OBJECTIVE —
Resume the passage below on background modeling for video segmentation, continuing directly after its final sentence.

PASSAGE TO READ —
One fundamental task in many computer vision applications segments foreground and background regions in a sequence of frames, i.e., a video, acquired of a scene. The segmentation is useful for higher-level operations, such as tracking moving objects.
One way to detect a region of “moving” pixels in a video is to first acquire a reference frame of a static scene. Then, subsequent frames acquired of the scene are subtracted from the reference frame, on a pixel-by-pixel basis, to segment the video into difference images. The intensity values in the difference images can be thresholded to detect the regions of moving pixels that are likely associated with moving objects in the scene.
Although this task appears fairly simple, in real world applications this approach rarely works. Usually, the background is never static. Instead, the background varies over time due to lighting changes, movement in the background, for example, clouds, leaves in trees, and waves on water, and camera noise. Moreover, in many applications, it is desirable to model different appearances of the background, for example, difference due to sunlight producing slowly moving shadows in the background that are not necessarily associated with moving foreground objects.
To overcome these problems, adaptive background models and filters have been used. For example, a Kalman-filter can model dynamic properties of each pixel, Dieter Koller, Joseph Weber, and Jitendra Malik, “Robust multiple car tracking with occlusion reasoning,” ECCV'94, May 1994. A simple version of the Kalman-filter, e.g., the Weiner filter, can make probabilistic predictions based on a recent history of pixel intensity values, K. Toyama, J. Krumm, B. Brumitt, and B. Meyers, “Wallflower: Principles and practice of background maintenance,” Proc. 7th Intl. Conf. on Computer Vision, pp. 255-261, 1999.
An alternative method models probability distributions of pixel intensity values, C. R. Wren, A. Azarbayejani, T. J. Darrell, and A. P. Pentland, “Pfinder: Real-time tracking of the human body,” PAMI, 19(7), pp. 780-785, July 1997. That method essentially ignores an order in which observations are made. Usually, each pixel is modeled with a normal distribution N(μ, σ2), which varies over time. Noise is assumed to be coming from a zero-mean, normal distribution N(0, σ2). Hence, a reasonable model to represent such a statistical distribution is a single Gaussian function. The parameters of the model are updated according to an adaptive filter. That model performs adequately when the background of the scene background is uni-modal. However, this is usually not the case in real world applications.
Often, a single Gaussian model is inadequate to accurately model the temporal changes of pixel intensities value in a dynamic background, such a background with changing shadows due to changing lighting conditions. Therefore, more complex systems include mechanisms for rejecting lighting changes, such as intensity variability caused by shadows, Ismail Haritaoglu, David Harwood, and Larry S. Davis, “W4: Who? When? Where? What?” Proceedings of FG'98, IEEE, April 1998.

[Data listing]
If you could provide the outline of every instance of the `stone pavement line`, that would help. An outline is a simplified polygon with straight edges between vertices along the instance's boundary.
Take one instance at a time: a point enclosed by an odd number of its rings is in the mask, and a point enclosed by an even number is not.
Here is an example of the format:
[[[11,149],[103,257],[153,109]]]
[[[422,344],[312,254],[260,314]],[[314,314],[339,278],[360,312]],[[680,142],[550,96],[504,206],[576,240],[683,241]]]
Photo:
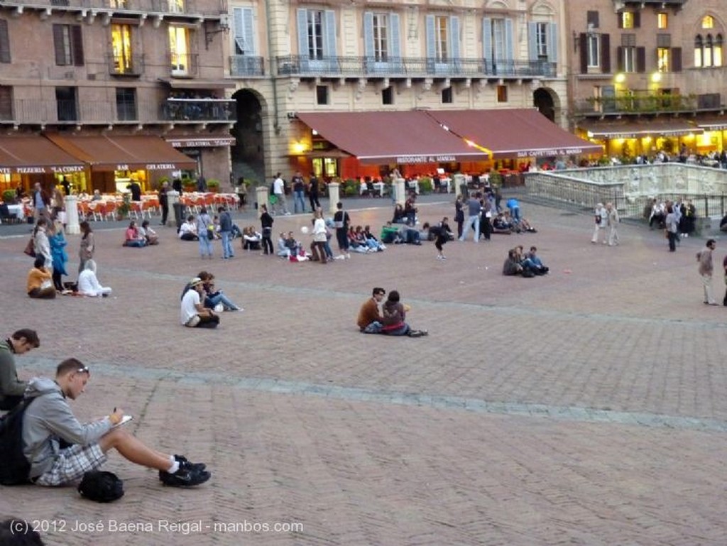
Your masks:
[[[26,360],[30,361],[31,358]],[[49,361],[35,359],[37,365],[52,366]],[[302,395],[322,398],[352,400],[397,406],[428,406],[478,414],[517,415],[548,418],[557,421],[616,423],[638,427],[670,428],[702,432],[727,432],[727,421],[682,416],[665,415],[646,411],[618,411],[597,408],[555,406],[542,404],[488,401],[480,398],[449,395],[425,394],[395,390],[374,390],[336,385],[316,385],[302,381],[286,381],[264,377],[230,377],[225,374],[180,373],[172,369],[123,367],[97,362],[86,363],[95,372],[109,377],[136,378],[142,381],[172,380],[180,385],[226,385],[241,390],[273,394]],[[145,409],[145,405],[144,409]],[[142,410],[143,411],[143,410]],[[145,411],[144,411],[145,413]]]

RESPONSE —
The use of multiple models to describe dynamic backgrounds at the pixel level was a breakthrough in background modeling. Specifically, methods employing a mixture of Gaussian distributions have become a popular for a large number of related computer vision applications.
A mixture of three Gaussian components can be used to model visual properties of each pixel, N. Friedman and S. Russell, “Image segmentation in video sequences: A probabilistic approach,” Thirteenth Conference on Uncertainty in Artificial Intelligence, August 1997. That model also uses an expectation-maximization (EM) process to adapt the Gaussian mixture model (GMM) over time. In a traffic surveillance application, the intensity value of each pixel is restricted to three hypotheses: road, shadow, and vehicles. Unfortunately, that simple assumption significantly degrades the ability of the GMM to model arbitrary distributions for individual pixels. Moreover, that method is computationally demanding.
Another method allows the scene to be non-static, Chris Stauffer and W. E. L. Grimson, “Adaptive background mixture models for real-time tracking,” Computer Vision and Pattern Recognition, volume 2, June 1999. In that method, each pixel is modeled as a mixture of Gaussian distributions with a variable number of Gaussian components. Those methods represent the background as a multi-modal process, where each mode is a static model plus a zero-mean, white, Gaussian noise process. The models can be updates in real-time using approximations. That video surveillance system is adequate for day and night cycles, and for scene changes over long periods of time.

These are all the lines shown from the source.